Sports Analogies Hidden In Classic Movies – Volume 106: “Great Expectations”

  • Today’s Movie: Great Expectations
  • Year of Release: 1946
  • Stars: John Mills, Valerie Hobson, Anthony Wager
  • Director: David Lean

This movie is not on my list of essential films.

NOTE: This installment of Sports Analogies Hidden In Classic Movies is being done as part of something called the 2021 Classic Literature On Film Blog-A-Thon being hosted by Silver Screen Classics. By their own words, that’s a blog all about being “From the Silents To Film Noir and everything in between.” This marks the second time Dubsism has contributed to their Classic Literature on Film events, and hopefully it won’t be the last!

You can see all the contributors to this blog-a-thon here:

The Story:

The main character of Great Expectations is a orphan named Phillip “Pip” Pirrip (played as a child by Anthony Wager). In the beginning. Pip lives with a kind-hearted blacksmith named Joe Gargery (played by Bernard Miles) who happens to be married to Pip’s older sister. However, one day Pip encounters Abel Magwitch (played by Finlay Currie). Magwitch is an escaped convict who intimidates Pip into getting him food and a file for his chains. Despite Pip’s help, Magwitch is re-captured, seemingly never to be seen again.

Magwitch and Young Pip

Meanwhile, a wealthy eccentric spinster named Miss Havisham (played by Martita Hunt) makes an arrangement with Gargery for Pip come to her mansion regularly to provide companionship for her and her adopted daughter Estella (played as a child by Jean Simmons). Estella is a beautiful teenage girl, but she has a cruel streak which drives her to constantly mock Pip’s coarse manners. Despite this, Pip falls in love with her. The problem is this all comes to an abrupt end when Pip turns 14 and begins his apprenticeship as a working-c;lass blacksmith, while Estella is off to France to complete her transformation into a “proper” lady.

Young Estella, Miss Havisham, and Young Pip

Six years pass until the day comes when Mr. Jaggers (played by Francis L. Sullivan) pays Pip (played as adult by John Mills) a visit. Jaggers just so happens to be Miss Havisham’s lawyer, and as such he tells Pip that a mysterious benefactor has offered to transform him into a gentleman with “great expectations.” The obvious assumption for the identity of this “mystery benefactor” is Miss Havisham.

Goals:
1. According to the movie review, who directed the 1946 film?
2. In the movie review, swap "second time" for "third time" in the stretch from "NOTE: This installment" through "be the last!".
3. Write the next part of the movie review of Great Expectations, picking up after its last sentence.
The listing has no connection to the movie review.

Data section:

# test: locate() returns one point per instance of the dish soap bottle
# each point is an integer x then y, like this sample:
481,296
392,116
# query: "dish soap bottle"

Exercise responses:
1. David Lean

2.
NOTE: This installment of Sports Analogies Hidden In Classic Movies is being done as part of something called the 2021 Classic Literature On Film Blog-A-Thon being hosted by Silver Screen Classics. By their own words, that’s a blog all about being “From the Silents To Film Noir and everything in between.” This marks the third time Dubsism has contributed to their Classic Literature on Film events, and hopefully it won’t be the last!

3.
For his own transformation, Pip is taken to London where Jaggers arranges for him to stay with Herbert Pocket (played by Alec Guinness). It is while Pocket is teaching Pip the ways of being a gentleman that he tells Pip Miss Havisham was left at the altar many years ago. This matters to Pip because Pocket also tells him Miss Havisham is set on revenge against all men by breaking as many of their hearts as she can, and the young, beautiful Estella is her hammer for doing so.

A turn comes on Pip’s 21st birthday, when Joe Gargery comes to visit carrying a request from Miss Havisham to pay her a call. Pip does so, where he is overjoyed to see Estella (played as an adult by Valerie Hobson). Estella offers Pip another scoop of Pocket’s previous warning by telling him “Pip, I have no heart.” Despite this, Pip still spends much time with Estella, especially after she informs him that even with her flirtations with Bentley Drummle (played by Torin Thatcher), she has absolutely no feelings for him.

Another turn comes when Pip gets another “blast from the past” when Abel Magwitch re-appears. Magwitch informs Pip that he is the “mystery benefactor.” Magwitch explains that he escaped from prison again and made his way to Australia and became wealthy raising sheep in New South Wales. He also reveals that Jaggers also represents him; Pip’s assumption that his benefactor was Miss Havisham as she was also represented by Jaggers.

Meanwhile, Pip is growing suspicious of the relationship between Drummle and Estella. Despite the passing of years and multiple warnings, Pip’s torch for Estella still blazes. However, when Pip confronts Estella, she tells him she is going to marry Drummle…who is dreadfully unpopular, but very wealthy. Devastated, Pip then faces up Miss Havisham by giving her the Victorian English version of “Are you happy now?” by telling her “I am as unhappy as you could have ever meant me to be.”

Realizing that she has engineered Pip’s heartbreak, Miss Havisham begs his forgiveness but Pip storms out of the room, having none of her apology. Miss Havisham pursues him to continue her pleas, but as she follows him, a flaming log rolls out of the fireplace igniting Miss Havisham’s dress. Hearing her screams, Pip comes to her rescue to no avail.

Pocket, Pip, and Old Magwitch

Now, another fellow convict which Magwitch assaulted at the beginning of the film has become aware of his return to England from New South Wales. Knowing this convict wishes to gain revenge of his own, Pip and Pocket make plans to smuggle the aging Magwitch onto a ship leaving England. The three row out to the ship but are intercepted by waiting police who had been tipped off by Magwitch’s enemy. Magwitch and his nemesis begin fighting; during the struggle Magwitch is injured and his enemy is drowned by the ship’s paddle-wheels. Magwitch is then captured by the police and ultimately is sentenced to death.

After this, Pip has an epiphany as to Estella’s true parentage after recalling Magwitch’s speaking of his “lost daughter.” Jaggers confirms Pip’s suspicion that Magwitch is Estella’s father. After this revelation, Pip pays Magwitch a visit on death row. Pip tells him what has happened with Estella, but in spite of that, he is still in love with her. Upon hearing this, Magwitch reaches a level of inner peace allows him to pass away a contented man.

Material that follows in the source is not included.